:: Task material ::
★ ★ ★ ★

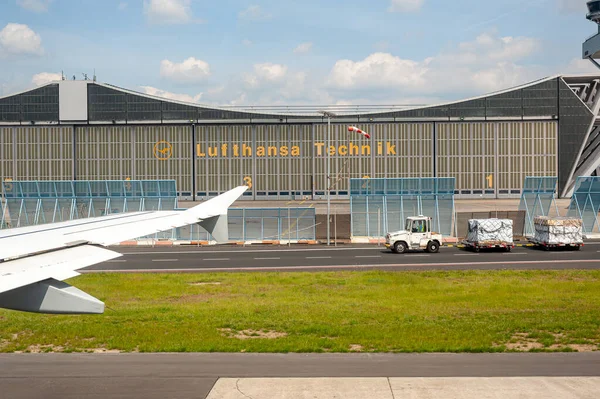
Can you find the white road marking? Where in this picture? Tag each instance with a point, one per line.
(250, 251)
(421, 265)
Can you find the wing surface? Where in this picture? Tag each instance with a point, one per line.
(35, 259)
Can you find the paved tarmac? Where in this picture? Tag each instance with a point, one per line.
(150, 376)
(276, 258)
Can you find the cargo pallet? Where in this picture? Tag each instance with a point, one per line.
(477, 246)
(547, 246)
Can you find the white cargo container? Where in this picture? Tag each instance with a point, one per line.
(490, 233)
(557, 232)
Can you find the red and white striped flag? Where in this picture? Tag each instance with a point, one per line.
(357, 130)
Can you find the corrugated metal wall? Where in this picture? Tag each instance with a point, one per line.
(286, 161)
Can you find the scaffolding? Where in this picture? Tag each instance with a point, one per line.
(585, 203)
(537, 199)
(381, 205)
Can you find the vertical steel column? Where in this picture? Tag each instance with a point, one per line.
(328, 179)
(193, 160)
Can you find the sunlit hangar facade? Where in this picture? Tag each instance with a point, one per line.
(85, 130)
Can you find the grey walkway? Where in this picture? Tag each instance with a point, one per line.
(141, 376)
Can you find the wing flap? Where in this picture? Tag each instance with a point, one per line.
(58, 265)
(109, 230)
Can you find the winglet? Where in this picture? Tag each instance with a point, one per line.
(212, 214)
(218, 205)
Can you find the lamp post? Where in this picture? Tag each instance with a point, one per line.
(354, 129)
(329, 115)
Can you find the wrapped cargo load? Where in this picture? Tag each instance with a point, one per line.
(558, 230)
(490, 231)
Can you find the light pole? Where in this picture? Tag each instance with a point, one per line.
(329, 115)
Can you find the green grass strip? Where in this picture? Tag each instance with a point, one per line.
(459, 311)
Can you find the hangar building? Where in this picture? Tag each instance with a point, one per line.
(86, 130)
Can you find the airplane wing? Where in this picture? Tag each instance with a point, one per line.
(34, 260)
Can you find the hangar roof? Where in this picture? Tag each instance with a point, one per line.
(89, 102)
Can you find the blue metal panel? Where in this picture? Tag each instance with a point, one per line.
(381, 205)
(585, 203)
(537, 199)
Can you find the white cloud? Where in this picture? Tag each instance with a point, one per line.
(405, 5)
(189, 71)
(168, 12)
(572, 6)
(34, 5)
(153, 91)
(266, 73)
(498, 48)
(579, 66)
(42, 78)
(377, 70)
(20, 39)
(303, 48)
(488, 63)
(254, 13)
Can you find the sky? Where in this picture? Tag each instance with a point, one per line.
(284, 52)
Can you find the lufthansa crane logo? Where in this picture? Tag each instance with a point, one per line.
(163, 150)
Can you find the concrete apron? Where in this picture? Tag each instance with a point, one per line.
(413, 388)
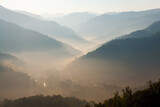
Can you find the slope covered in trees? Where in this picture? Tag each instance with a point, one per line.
(149, 97)
(122, 60)
(44, 101)
(108, 26)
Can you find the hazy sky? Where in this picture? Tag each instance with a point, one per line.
(68, 6)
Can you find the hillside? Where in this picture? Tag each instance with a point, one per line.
(15, 84)
(108, 26)
(44, 101)
(49, 28)
(120, 61)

★ ★ ★ ★

:: Exercise objective ::
Transcribe every entry word for word, but skip the pictures.

:: Expected answer ::
Can you find the white road marking? Where in this picture? Tag each instance with a point, one per line.
(250, 251)
(421, 265)
Can you find the wing surface? Where in this picture? Tag each instance with a point, one per line.
(35, 259)
Can you find the paved tarmac? Where in this picture? Tag each instance with a point, one per line.
(150, 376)
(276, 258)
Can you find the cargo pallet? Where in this picture? Tag each instance with a point, one per line.
(477, 246)
(547, 246)
Can you find the white cargo container? Where in this picture? Tag each instance with a point, one per line.
(490, 233)
(557, 232)
Can you find the red and white striped flag? Where in this picture? Tag each instance with a point, one per line.
(357, 130)
Can you find the corrugated metal wall? Where in this picture? Tag each instance with a point, one per line.
(286, 161)
Can you find the scaffolding? Where in this picture? Tag each instance with a point, one per line.
(585, 203)
(537, 199)
(381, 205)
Can you find the vertical steel column? Where in this picture? Tag each instance with a point, one per line.
(328, 179)
(193, 160)
Can you find the sunlit hangar facade? Where in this picture? Tag each instance with a point, one per line.
(85, 130)
Can you find the grey walkway? Where in this picture? Tag each instance with a point, one per line.
(141, 376)
Can you find the wing flap? Where in this picture? Tag each instance with a point, one per line.
(58, 265)
(109, 230)
Can you find the winglet? Where in this picture? Tag each instance with a point, one per line.
(212, 214)
(218, 205)
Can you find the lamp post? Where in this picture? Tag each instance with a point, one per line.
(354, 129)
(329, 115)
Can you find the wrapped cargo load? Where in this picture? Tag each instance with a point, one per line.
(558, 230)
(490, 231)
Can you find the light pole? Where in this picture? Tag each instance with a point, one per line.
(329, 115)
Can you find the green grass strip? Where in this picture? Tag each instance with a point, one per line.
(459, 311)
Can you find the hangar building? Where in this picture? Tag each instance with a point, one per line.
(86, 130)
Can you find the airplane wing? Where in this picture? Tag each instance with a point, one per line.
(34, 260)
Can you find the hangar roof? Where in this picture? Tag each instance with a point, one per line.
(89, 102)
Can you find the blue metal panel? Where in this picture? Tag each instance with a point, one per line.
(381, 205)
(585, 203)
(537, 199)
Can you find the white cloud? Where in this picture? Tag each instance with a point, one per line.
(405, 5)
(189, 71)
(168, 12)
(572, 6)
(34, 5)
(153, 91)
(266, 73)
(498, 48)
(579, 66)
(42, 78)
(377, 70)
(20, 39)
(303, 48)
(488, 63)
(254, 13)
Can you find the sky? Where in this picture? Tag each instance with a point, one per line.
(284, 52)
Can you find the lufthansa crane logo? Where in this picture? Tag each instance with a point, one per line.
(163, 150)
Can you find the concrete apron? Where in this picture? Tag each instance with a point, one per line.
(413, 388)
Can you find the slope covered in trees? Where in this picture? Tag each instance with a point, one per line.
(149, 97)
(122, 60)
(44, 101)
(108, 26)
Can you find the hazy sky? Where in this picture? Tag each instance with a point, one per line.
(68, 6)
Can you find the hillside? Where in this picture? Tag each instance with a point, one per line.
(15, 84)
(108, 26)
(44, 101)
(49, 28)
(120, 61)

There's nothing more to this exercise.